> Etkinlik listesi:
**1.** Alıntı metindeki şu cümleyi İngilizceye çevirin: "Çünkü o dönemde hastalıklar ve savaşlar sebebiyle el, kol, ayak, bacak ve göz gibi organlarını kaybedenler çoktu."
**2.** Alıntı metinde "Peygamberimiz Zahir’e; çölden" diye başlayan paragrafı ana bilgilerini koruyarak kısa maddeler halinde yeniden yazın.

> Alıntı metin:
┄┄┄┄┄┄
Engellileri konu alırken en büyük yol göstericinin onlara bakışını bilmeden, görmeden olmaz… Peygamberimizin engelliye bakışı tam da olması gereken gibi… Her şeyi mükemmel olan bunu da öyle yapmaz mı? O; acımadan, incitmeden, küçümsemeden, eksikliklerini görerek ama artılarını ön plana çıkaran bir davranış sergilemiş…
Peygamberimiz Hz. Muhammed (S.A.V) döneminde engellilerin sayısı fazlaydı. Çünkü o dönemde hastalıklar ve savaşlar sebebiyle el, kol, ayak, bacak ve göz gibi organlarını kaybedenler çoktu. Hz. Muhammed (S.A.V) toplum içinde sosyal statüye sahip olmayan ve aşağılanan engelli sahabelere şefkatle yaklaşmış, sosyal hayata katılmalarını sağlamış, istihdam alanında imkan vermiş ve onları topluma kazandırmıştı.
Hadis-i Şerif’lerde engelli sahabelere ait pek çok örnek görüyoruz. Ancak beni en çok Peygamberimizin Zahir isimli sahabeyle ilişkisi etkiledi! Zahir (R.A) bedensel kusurları olduğu için toplum içine çıkmak istemeyen “Herkes bana bakıyor!” düşüncesiyle tedirgin olan ve bu yüzden çölde yaşamayı seçen bir sahabeydi. Peygamberimiz onun bu psikolojik problemini biliyor ve onunla iletişimini kesmiyordu. Zahir, bu ilgiden çok memnun oluyor ve Peygamberimiz sevgisini kazanmış olmak ona bütün problemlerini unutturuyordu.
Peygamberimiz Zahir’e; çölden bazı bitkileri toplayıp, Medine pazarına getirip beraberce satmayı önermiş ve ayrıca ona bazı siparişler de vermişti. Peygamberimizin bunlara ihtiyacı olmasa da, yaptığı Zahir’i topluma kazandırmak ve ekonomik yönden bağımsız hale getirmek için ne harika bir yaklaşımdı! Pazardaki alışverişlerde Zahir’e yardımcı olan Peygamberimiz “Zahir bizim çölümüzdür (Çölde yaşayanımızı temsil eder). Biz de onun şehriyiz (Şehirde yaşayanını temsil ederiz).” diyerek iltifatlarda bulunmuştu.
Bir gün Hz. Zahir, en kalabalık olduğu saatte Medine pazarına geldi, tenha bir köşede Hz. Muhammed (S.A.V)’i beklerken; Peygamberimiz ona sessizce arkasından yaklaştı ve Zahir’in gözlerini kapatarak şakalaştı… Zahir önce tanıyamayıp “Bırak beni…” dedi, sonra anlayınca Peygamberimize yaslandı. Peygamberimizin o güne kadar hiç kimseye bu kadar samimi davranmadığını bilen çevredekiler bu ilginç duruma şaşkınlıkla baktılar. Peygamberimiz bunu fırsat bilip; tebessüm ederek yüksek bir sesle çevreye: “Bir kölem var! Satıyorum. Onu benden kim alır?” diyerek şakaya devam etti…
Bunun üzerine Zahir, ömrü boyunca yaşadığı kompleksin etkisiyle Peygamberimizin şakasına hüzünle karışık bir şakayla “Yemin olsun ki Ey Allah’ın Elçisi, beş para etmez, sakat bir köleyi satmaya çalışıyorsun! Onu kim alır?” deyince Peygamberimiz birden şakayı bitirdi! Mizahı gerçeğe dönüştürdü ve bütün ciddiyetiyle etrafını sarmış kalabalığa şöyle seslendi: “Hayır! Ey Zahir! And olsun ki Allah ve Resulü katında senin değerin paha biçilmez! Bunun için biz de seni seviyoruz…”
┄┄┄┄┄┄
> İncelenecek veriler:
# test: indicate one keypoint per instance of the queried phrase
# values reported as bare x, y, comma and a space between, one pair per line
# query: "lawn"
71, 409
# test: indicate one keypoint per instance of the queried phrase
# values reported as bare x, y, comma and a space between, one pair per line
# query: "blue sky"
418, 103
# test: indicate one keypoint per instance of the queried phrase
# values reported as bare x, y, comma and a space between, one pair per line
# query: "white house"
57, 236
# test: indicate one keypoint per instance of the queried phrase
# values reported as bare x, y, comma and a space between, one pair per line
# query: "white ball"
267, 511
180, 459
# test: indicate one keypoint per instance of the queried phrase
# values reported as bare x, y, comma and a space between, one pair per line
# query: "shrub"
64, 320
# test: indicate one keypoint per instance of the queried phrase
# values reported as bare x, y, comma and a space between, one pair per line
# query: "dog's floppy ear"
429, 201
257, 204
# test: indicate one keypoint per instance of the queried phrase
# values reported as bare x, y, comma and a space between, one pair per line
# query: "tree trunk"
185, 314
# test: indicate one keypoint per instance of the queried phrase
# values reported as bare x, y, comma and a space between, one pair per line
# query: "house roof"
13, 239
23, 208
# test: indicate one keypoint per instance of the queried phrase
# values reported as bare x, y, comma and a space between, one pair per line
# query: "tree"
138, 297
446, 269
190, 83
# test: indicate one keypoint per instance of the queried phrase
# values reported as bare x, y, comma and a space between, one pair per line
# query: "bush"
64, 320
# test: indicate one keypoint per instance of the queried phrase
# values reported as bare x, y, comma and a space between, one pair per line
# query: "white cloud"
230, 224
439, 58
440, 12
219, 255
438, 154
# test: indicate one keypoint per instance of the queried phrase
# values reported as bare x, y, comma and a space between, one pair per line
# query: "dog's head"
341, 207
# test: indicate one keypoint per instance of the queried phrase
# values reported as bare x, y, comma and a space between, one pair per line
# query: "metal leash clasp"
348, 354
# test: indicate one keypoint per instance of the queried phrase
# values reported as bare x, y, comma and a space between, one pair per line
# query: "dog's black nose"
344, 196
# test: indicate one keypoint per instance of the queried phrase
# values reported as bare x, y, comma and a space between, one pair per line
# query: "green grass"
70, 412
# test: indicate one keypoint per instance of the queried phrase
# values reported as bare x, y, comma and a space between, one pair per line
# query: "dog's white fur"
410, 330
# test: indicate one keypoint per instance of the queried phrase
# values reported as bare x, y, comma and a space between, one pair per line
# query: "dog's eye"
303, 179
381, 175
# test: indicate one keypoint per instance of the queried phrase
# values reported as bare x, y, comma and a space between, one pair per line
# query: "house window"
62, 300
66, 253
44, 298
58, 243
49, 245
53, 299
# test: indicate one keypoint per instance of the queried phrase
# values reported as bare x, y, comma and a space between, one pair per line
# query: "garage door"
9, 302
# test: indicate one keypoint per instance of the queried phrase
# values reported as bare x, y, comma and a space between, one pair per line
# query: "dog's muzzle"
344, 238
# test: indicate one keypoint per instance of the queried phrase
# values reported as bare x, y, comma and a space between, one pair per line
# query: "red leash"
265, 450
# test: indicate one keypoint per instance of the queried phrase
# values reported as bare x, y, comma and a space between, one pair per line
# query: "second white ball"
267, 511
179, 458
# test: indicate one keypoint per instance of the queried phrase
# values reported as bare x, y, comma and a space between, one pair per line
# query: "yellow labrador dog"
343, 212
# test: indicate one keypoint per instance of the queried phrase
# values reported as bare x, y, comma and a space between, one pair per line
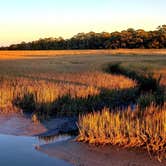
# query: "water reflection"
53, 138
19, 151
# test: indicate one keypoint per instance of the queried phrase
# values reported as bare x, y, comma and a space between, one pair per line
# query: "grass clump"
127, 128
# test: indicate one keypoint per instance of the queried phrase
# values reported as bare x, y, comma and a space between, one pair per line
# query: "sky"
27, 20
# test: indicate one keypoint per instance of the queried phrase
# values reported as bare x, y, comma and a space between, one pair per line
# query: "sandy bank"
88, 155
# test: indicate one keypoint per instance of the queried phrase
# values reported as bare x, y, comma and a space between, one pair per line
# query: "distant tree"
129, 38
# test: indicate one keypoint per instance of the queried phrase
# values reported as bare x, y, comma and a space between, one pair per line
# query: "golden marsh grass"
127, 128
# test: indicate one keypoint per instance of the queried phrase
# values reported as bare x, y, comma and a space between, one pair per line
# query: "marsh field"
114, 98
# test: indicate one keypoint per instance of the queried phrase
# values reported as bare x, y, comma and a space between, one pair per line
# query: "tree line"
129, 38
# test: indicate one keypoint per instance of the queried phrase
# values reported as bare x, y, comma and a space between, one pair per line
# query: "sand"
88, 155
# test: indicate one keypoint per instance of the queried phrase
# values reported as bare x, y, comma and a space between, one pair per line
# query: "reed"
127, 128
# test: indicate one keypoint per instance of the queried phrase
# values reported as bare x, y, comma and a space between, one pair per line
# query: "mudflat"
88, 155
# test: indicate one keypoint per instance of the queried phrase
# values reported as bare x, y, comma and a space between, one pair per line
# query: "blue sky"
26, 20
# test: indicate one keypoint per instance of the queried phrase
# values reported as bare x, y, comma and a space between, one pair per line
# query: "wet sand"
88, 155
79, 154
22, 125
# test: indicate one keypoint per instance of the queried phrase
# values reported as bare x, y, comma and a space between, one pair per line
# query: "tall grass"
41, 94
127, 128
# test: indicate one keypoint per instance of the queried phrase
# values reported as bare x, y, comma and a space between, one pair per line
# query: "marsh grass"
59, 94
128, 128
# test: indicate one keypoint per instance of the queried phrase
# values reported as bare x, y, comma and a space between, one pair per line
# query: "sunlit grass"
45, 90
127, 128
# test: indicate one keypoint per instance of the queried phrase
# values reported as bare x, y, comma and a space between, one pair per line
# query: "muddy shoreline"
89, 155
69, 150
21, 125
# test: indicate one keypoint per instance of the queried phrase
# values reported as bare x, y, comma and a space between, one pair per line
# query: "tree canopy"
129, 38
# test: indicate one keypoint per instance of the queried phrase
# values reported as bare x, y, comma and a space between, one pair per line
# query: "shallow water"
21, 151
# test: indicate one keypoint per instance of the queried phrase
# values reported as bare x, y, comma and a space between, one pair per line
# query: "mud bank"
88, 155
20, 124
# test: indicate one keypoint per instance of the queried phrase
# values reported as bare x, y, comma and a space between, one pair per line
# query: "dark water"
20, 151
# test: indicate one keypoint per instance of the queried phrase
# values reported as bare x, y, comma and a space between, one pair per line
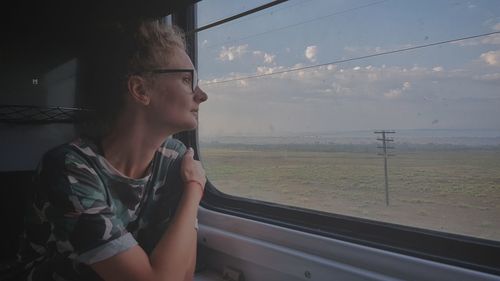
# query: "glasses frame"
┄┄┄┄┄┄
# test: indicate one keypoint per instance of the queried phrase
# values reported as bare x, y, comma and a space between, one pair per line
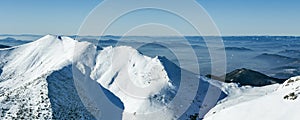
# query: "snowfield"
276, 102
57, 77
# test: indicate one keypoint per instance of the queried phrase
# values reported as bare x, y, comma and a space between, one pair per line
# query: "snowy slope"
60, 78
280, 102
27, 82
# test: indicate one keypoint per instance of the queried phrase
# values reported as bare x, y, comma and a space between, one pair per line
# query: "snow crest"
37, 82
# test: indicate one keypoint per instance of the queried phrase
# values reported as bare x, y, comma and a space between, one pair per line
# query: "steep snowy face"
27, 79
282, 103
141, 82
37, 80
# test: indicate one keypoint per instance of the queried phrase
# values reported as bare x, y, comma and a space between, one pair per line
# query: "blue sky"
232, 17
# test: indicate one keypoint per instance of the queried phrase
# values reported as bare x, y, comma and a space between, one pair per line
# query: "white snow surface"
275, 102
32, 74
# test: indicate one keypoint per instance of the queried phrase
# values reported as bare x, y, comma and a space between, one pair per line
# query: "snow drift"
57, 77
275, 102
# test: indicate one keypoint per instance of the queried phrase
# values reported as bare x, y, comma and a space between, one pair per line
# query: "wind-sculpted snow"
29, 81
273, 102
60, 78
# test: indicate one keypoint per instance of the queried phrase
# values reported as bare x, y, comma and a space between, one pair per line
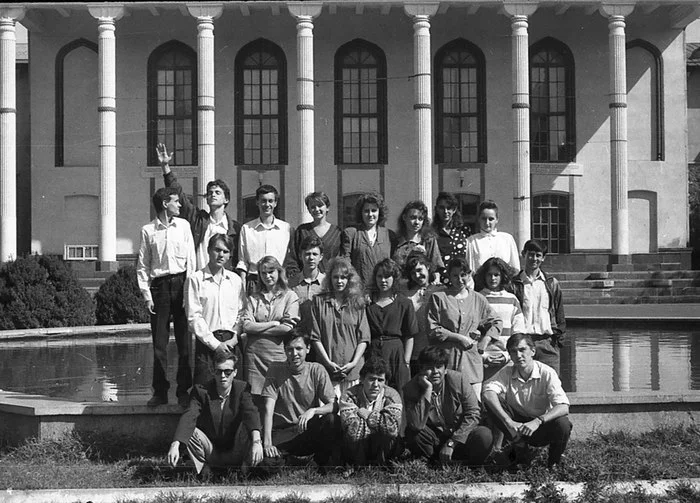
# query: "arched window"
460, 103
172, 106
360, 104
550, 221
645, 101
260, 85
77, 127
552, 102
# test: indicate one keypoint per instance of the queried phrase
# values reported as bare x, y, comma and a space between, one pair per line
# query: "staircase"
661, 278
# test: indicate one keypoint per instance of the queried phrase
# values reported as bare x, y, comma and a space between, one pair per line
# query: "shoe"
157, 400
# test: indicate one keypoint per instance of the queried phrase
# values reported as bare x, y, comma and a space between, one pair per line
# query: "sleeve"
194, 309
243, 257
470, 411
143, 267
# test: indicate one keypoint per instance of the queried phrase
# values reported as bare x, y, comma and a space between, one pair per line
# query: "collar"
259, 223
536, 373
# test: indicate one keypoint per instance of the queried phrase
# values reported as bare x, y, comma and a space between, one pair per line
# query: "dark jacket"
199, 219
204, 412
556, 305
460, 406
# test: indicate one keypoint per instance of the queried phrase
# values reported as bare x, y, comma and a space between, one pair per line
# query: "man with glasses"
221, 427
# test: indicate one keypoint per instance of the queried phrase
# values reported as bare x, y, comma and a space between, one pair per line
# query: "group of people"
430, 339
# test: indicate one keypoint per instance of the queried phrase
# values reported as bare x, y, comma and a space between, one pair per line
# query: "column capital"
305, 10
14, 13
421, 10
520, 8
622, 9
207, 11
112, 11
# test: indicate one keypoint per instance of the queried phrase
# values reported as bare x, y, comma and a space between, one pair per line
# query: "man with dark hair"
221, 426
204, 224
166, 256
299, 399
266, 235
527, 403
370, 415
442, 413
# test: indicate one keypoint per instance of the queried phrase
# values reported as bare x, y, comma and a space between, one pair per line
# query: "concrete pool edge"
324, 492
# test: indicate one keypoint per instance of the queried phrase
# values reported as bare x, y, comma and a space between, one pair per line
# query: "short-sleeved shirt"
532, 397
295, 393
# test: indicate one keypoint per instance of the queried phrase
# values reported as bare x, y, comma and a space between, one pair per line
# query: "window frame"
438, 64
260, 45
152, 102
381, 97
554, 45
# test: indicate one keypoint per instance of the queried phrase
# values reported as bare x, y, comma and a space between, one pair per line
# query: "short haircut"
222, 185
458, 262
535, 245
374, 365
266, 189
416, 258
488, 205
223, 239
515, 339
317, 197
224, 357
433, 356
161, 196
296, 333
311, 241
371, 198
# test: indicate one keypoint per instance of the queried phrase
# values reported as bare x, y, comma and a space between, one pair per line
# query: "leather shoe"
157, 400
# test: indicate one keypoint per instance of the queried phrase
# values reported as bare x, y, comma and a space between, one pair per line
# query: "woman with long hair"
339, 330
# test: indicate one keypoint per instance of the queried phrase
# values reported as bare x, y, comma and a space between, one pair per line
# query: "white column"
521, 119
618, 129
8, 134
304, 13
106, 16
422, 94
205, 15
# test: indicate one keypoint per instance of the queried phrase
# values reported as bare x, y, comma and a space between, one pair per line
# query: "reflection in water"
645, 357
┄┄┄┄┄┄
> Görevlere göre çözümler:
**1.** Because in that period there were many people who had lost organs such as hands, arms, feet, legs and eyes due to diseases and wars.

**2.**
- Peygamberimiz, Zahir'e çölden bazı bitkileri toplayıp Medine pazarında birlikte satmayı önerdi ve ona bazı siparişler verdi.
- Bunlara ihtiyacı yoktu. Amacı Zahir'i topluma kazandırmak ve ekonomik yönden bağımsız hale getirmekti.
- Pazardaki alışverişlerde Zahir'e yardım etti ve "Zahir bizim çölümüzdür. Biz de onun şehriyiz." diyerek ona iltifat etti.